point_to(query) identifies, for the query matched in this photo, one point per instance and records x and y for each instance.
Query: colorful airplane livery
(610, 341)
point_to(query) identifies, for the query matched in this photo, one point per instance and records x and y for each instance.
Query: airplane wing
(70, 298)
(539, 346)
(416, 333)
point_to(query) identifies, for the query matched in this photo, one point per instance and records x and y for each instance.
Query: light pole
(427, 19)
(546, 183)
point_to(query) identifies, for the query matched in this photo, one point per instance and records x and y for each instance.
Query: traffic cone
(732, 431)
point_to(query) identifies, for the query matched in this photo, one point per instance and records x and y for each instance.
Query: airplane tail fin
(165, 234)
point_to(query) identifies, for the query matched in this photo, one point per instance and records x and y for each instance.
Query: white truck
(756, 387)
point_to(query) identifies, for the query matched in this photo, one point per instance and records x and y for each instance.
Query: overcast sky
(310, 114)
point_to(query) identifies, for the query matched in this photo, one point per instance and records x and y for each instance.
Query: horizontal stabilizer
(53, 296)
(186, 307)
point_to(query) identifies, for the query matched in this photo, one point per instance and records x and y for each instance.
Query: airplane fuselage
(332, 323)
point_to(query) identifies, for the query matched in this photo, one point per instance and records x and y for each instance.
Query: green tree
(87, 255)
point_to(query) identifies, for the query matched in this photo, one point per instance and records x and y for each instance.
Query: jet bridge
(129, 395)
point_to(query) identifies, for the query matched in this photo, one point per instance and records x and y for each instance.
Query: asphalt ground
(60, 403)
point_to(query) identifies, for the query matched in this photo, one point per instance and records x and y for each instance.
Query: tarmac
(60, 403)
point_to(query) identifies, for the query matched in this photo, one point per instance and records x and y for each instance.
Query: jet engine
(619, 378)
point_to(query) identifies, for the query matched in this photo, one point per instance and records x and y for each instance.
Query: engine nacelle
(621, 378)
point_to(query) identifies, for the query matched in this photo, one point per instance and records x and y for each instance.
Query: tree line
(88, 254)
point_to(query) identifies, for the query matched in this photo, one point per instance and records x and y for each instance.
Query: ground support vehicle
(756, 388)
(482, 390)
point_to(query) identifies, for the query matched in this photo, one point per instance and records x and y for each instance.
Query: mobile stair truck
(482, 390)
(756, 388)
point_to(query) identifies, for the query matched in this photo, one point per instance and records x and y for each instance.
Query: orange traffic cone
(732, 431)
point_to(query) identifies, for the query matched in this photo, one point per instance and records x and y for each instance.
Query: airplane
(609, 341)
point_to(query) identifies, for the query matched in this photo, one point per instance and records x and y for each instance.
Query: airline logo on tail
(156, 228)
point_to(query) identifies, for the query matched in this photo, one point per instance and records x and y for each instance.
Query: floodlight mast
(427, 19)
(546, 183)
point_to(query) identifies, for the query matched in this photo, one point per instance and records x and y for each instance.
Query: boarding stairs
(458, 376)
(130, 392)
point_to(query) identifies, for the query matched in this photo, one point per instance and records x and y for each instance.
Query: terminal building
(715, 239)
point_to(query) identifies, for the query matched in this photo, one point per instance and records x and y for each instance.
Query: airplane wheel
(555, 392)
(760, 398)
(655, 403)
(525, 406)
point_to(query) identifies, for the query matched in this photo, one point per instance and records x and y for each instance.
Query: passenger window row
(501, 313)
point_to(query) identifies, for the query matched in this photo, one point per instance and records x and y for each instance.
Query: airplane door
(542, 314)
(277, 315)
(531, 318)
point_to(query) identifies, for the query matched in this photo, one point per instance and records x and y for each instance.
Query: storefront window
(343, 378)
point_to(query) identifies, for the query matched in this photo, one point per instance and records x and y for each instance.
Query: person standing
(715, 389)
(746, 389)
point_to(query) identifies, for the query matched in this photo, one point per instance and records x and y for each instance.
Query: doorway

- - - -

Restate the listing above word for word.

point_to(query) identifies, for the query matched in this photo, one point per instance and records x and y for each instance.
Query: colorful airplane livery
(610, 341)
point_to(query) identifies, for the query matched in this photo, one point per instance and records x and y for each instance.
Query: airplane wing
(70, 298)
(539, 346)
(416, 333)
point_to(query) identifies, for the query matched in this photo, one point per instance and records x and y for each instance.
Query: light pole
(427, 19)
(546, 183)
point_to(query) identifies, for the query matched in this photo, one point per instance and records x and y for each instance.
Query: traffic cone
(732, 431)
point_to(query) identifies, for the query matched in this photo, one point per instance and records x and y for each instance.
Query: airplane tail fin
(165, 234)
point_to(query) identifies, for the query matched in this photo, one point per instance and records x and y for each instance.
Query: white truck
(756, 387)
point_to(query) identifies, for the query matched in this photo, one point per instance and records x and y for each instance.
Query: overcast sky
(310, 114)
point_to(query) identifies, for the query matched in this photo, one point per instance and records x and y for each instance.
Query: horizontal stabilizer
(53, 296)
(186, 307)
point_to(query) identifies, for the query matched in this photo, one point per instance and records x and y for each instance.
Query: airplane fuselage
(332, 323)
point_to(query) identifies, for the query matched in this photo, one point per instance and records x and y for each instance.
Query: green tree
(87, 255)
point_to(query) identifies, for the query matched in this photo, one point per instance and records x and y for each instance.
Query: jet bridge
(129, 395)
point_to(query) identifies, for the query matched in this photo, one point per instance and records x and y for each instance.
Query: asphalt ground
(60, 403)
point_to(query) identifies, for the query matched in this photo, one point per instance and records x and y for each instance.
Query: tarmac
(60, 403)
point_to(query) identifies, for the query matched in this photo, one point per instance and records x and y for each instance.
Query: jet engine
(619, 378)
point_to(query) identifies, for the query matched in this photo, one point per instance and records x and y for each instance.
Query: engine nacelle
(621, 378)
point_to(query) identifies, for the query matched in this photo, one point per instance and records x and y for each instance.
Query: tree line
(88, 254)
point_to(query) identifies, for the query matched in this photo, one point per instance and records x and y for each instance.
Query: ground support vehicle
(756, 388)
(482, 390)
point_to(query) identifies, for the query matched in this photo, one point per instance and records x and y for each instance.
Query: mobile stair truck
(482, 390)
(756, 388)
point_to(query) identifies, for the query matched in this photo, one point per instance and records x and y for each instance.
Query: orange traffic cone
(732, 431)
point_to(query) identifies, for the query matched in this photo, one point per instance and records x and y for each instance.
Query: airplane
(609, 341)
point_to(query) identifies, for the query matched in this photo, one point per instance and records x and y for each instance.
Query: airline logo on tail
(156, 228)
point_to(query) identifies, for the query matched in this photo, one point per instance and records x and y for each instance.
Query: floodlight mast
(427, 19)
(546, 183)
point_to(query) identifies, for the query matched in this photo, one point per instance and records x and y for each instance.
Query: boarding stairs
(458, 376)
(130, 392)
point_to(query) identifies, for the query matched in this photo, one point per instance and records x and y for each instance.
Query: terminal building
(715, 239)
point_to(query) identifies, for the query matched in this photo, one point per instance and records x and y for each instance.
Query: airplane wheel
(555, 392)
(760, 398)
(655, 403)
(525, 406)
point_to(query) identifies, for the query matched in this photo, one point per instance and records x and y for each instance.
Query: passenger window row
(501, 313)
point_to(query) identifies, for the query matched in this photo, one point per instance and records x and y for each instance.
Query: airplane door
(542, 314)
(277, 315)
(531, 318)
point_to(query) identifies, for the query matched in this photo, one point per instance and records x and y for each instance.
Query: storefront window
(343, 378)
point_to(query) identifies, for the query matched in this photo, one point per instance and records x and y for each instance.
Query: person standing
(715, 389)
(746, 389)
point_to(query) identifies, for the query matched in this photo, one point per instance and records x and y for each instance.
Query: doorway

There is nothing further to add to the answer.